▶ **Action item**
Reproduce the listing below verbatim, starting at its first line and ending with the line that contains "positive clicks: (182, 21)". Include both of those lines.

[Dataset listing]
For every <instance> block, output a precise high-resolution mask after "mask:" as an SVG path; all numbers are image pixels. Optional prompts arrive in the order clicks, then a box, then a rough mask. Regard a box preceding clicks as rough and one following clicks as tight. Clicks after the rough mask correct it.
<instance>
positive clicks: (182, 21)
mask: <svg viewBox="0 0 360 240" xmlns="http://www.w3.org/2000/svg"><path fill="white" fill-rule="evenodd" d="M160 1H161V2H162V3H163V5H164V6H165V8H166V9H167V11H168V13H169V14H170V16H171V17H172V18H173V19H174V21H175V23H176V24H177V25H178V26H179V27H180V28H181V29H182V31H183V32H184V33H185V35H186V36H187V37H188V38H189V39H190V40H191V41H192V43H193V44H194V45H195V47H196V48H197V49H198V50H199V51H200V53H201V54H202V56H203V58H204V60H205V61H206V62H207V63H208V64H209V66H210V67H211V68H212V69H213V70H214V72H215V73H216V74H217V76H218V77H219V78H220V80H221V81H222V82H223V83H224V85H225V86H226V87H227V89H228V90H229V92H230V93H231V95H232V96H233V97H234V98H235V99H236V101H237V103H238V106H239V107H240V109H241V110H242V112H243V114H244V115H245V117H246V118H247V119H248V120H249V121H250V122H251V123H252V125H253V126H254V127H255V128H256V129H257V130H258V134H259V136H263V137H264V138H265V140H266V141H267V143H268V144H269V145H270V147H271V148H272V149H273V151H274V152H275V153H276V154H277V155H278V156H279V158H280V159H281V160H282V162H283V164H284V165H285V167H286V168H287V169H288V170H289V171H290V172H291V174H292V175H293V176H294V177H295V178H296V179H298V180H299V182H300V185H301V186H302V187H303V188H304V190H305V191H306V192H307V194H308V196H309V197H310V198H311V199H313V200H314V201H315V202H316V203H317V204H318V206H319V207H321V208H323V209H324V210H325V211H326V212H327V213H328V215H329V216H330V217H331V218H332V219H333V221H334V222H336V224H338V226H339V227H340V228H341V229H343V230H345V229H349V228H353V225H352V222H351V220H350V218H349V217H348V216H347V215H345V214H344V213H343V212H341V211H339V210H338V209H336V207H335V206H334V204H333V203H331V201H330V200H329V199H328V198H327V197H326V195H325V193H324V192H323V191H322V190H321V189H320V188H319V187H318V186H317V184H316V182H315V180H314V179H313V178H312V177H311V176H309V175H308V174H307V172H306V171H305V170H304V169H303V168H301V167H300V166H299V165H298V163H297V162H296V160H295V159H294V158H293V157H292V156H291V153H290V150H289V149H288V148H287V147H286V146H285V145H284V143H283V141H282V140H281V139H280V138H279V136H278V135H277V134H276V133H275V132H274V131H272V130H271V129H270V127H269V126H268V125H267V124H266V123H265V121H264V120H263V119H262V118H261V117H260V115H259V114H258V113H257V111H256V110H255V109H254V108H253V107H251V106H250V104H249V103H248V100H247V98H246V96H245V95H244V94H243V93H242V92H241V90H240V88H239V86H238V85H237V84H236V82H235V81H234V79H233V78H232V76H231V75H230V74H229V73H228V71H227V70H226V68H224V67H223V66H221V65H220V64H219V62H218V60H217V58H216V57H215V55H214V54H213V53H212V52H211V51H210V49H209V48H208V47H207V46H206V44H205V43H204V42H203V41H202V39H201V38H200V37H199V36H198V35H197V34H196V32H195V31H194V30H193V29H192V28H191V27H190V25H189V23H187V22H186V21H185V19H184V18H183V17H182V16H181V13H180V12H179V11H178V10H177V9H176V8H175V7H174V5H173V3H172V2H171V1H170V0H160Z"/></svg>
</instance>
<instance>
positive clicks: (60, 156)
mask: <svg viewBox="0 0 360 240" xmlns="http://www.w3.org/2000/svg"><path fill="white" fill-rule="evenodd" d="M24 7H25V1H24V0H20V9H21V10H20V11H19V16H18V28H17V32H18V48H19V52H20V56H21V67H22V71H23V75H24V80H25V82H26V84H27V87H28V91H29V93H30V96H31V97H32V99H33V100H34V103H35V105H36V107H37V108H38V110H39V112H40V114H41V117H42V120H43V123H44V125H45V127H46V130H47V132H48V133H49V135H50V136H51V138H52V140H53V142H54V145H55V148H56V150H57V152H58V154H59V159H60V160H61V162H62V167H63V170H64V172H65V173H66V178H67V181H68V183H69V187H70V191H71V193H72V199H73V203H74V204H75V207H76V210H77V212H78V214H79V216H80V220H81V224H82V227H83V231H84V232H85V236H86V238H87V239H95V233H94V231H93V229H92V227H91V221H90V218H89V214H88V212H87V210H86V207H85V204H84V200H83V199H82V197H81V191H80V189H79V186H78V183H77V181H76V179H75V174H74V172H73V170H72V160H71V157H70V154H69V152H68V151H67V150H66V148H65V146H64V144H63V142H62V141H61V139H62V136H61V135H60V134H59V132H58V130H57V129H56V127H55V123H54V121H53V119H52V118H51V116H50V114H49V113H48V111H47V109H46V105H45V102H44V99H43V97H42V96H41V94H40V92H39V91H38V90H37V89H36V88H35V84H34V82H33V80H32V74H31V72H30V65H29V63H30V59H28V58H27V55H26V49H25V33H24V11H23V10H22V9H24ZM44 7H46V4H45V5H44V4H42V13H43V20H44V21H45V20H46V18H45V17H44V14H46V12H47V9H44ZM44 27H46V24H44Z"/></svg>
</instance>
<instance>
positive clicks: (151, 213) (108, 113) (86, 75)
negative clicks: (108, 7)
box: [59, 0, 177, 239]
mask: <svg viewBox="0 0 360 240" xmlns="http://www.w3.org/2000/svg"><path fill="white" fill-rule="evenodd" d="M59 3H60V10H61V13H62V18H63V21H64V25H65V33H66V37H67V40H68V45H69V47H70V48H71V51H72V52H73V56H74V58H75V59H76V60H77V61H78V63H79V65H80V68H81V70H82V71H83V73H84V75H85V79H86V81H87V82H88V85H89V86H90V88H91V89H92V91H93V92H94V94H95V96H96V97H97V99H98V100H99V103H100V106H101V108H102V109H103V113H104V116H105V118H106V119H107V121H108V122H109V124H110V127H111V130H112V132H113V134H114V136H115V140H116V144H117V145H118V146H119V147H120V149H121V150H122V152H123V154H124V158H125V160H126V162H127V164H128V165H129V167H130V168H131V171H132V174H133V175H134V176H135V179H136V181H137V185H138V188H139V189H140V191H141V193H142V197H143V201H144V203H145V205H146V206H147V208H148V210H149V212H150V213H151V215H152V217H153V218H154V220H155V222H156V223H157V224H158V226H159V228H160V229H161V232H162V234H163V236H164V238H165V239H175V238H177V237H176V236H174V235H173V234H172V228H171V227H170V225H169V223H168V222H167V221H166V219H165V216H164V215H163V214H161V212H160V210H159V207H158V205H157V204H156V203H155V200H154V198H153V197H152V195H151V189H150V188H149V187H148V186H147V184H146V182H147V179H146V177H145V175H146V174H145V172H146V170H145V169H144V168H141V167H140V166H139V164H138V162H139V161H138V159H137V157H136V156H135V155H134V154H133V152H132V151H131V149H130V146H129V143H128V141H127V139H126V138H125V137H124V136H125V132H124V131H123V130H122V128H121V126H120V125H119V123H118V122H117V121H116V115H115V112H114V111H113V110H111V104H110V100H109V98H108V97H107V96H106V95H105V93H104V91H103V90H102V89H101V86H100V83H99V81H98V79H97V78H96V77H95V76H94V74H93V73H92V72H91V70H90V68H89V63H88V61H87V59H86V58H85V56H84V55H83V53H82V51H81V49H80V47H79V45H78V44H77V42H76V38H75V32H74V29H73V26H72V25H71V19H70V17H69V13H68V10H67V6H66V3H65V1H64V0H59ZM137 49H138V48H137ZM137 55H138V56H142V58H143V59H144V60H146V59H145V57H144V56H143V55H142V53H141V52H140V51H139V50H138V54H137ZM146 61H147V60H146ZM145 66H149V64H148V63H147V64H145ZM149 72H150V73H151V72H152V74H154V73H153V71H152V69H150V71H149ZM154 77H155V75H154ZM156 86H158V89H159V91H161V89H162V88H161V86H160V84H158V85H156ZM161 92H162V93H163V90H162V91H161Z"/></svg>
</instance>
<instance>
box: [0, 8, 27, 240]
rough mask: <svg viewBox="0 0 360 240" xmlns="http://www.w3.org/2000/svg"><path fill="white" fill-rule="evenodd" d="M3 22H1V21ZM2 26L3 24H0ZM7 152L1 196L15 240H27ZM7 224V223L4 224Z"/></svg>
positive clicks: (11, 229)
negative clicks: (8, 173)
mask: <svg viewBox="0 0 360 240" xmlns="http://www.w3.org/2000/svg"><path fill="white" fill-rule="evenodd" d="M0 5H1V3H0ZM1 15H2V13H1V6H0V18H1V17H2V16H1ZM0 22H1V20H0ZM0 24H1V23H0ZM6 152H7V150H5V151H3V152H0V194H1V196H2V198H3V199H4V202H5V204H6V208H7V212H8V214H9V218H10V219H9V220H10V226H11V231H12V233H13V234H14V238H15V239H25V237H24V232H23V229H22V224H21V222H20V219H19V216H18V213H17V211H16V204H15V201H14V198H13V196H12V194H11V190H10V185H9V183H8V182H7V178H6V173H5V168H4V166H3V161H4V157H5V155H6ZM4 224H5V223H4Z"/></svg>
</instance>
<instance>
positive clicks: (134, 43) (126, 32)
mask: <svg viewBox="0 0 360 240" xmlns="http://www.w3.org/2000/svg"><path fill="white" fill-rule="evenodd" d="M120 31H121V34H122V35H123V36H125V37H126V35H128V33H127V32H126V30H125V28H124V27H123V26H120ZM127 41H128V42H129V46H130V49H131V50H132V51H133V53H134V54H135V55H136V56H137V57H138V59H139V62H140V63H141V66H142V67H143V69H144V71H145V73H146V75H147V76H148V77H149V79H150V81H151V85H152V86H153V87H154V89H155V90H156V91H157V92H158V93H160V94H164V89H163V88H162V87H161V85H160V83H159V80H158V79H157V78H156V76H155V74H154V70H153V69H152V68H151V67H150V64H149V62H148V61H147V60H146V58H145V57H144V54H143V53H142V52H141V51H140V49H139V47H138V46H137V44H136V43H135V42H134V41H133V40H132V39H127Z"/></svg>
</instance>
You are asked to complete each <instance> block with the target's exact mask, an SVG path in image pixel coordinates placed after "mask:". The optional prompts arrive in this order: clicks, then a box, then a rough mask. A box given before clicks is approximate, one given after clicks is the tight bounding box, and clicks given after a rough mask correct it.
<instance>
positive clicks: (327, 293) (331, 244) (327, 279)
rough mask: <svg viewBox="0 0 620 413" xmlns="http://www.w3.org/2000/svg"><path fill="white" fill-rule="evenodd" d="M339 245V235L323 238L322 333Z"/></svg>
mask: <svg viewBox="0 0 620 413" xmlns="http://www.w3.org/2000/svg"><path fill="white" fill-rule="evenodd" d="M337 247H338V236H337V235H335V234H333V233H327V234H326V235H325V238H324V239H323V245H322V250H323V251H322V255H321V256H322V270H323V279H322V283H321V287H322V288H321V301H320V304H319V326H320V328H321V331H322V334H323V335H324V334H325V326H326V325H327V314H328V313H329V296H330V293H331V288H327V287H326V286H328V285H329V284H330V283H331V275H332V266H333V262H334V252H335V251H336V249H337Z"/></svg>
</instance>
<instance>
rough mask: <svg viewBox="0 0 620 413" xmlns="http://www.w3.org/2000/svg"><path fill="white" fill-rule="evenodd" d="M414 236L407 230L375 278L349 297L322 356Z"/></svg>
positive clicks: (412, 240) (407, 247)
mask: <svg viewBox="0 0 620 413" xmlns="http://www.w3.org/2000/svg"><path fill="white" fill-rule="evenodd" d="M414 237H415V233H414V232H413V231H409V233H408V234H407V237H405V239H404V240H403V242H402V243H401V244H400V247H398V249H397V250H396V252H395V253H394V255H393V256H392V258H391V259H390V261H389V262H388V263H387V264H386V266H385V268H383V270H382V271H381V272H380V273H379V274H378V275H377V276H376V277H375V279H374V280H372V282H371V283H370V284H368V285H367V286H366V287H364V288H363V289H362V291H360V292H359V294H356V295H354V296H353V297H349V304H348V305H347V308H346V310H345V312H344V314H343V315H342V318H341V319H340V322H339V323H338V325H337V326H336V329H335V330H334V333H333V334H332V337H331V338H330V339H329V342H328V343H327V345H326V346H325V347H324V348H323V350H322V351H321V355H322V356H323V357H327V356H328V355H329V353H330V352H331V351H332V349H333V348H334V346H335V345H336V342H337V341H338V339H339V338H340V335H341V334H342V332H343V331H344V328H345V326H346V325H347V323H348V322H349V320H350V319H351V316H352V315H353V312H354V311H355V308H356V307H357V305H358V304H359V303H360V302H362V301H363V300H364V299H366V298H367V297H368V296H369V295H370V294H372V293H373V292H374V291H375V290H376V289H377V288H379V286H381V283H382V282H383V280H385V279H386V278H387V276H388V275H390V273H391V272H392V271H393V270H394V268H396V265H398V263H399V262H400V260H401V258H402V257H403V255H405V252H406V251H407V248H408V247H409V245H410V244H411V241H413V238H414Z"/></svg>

▶ **Your solution**
For every <instance> block, output a precise high-resolution mask after "mask:" as an SVG path; all numbers are image pixels. Optional prompts arrive in the order clicks, then a box, then a rough mask. Regard a box preceding clicks as rough and one following clicks as tight. Clicks after the rough mask correct it.
<instance>
positive clicks: (182, 21)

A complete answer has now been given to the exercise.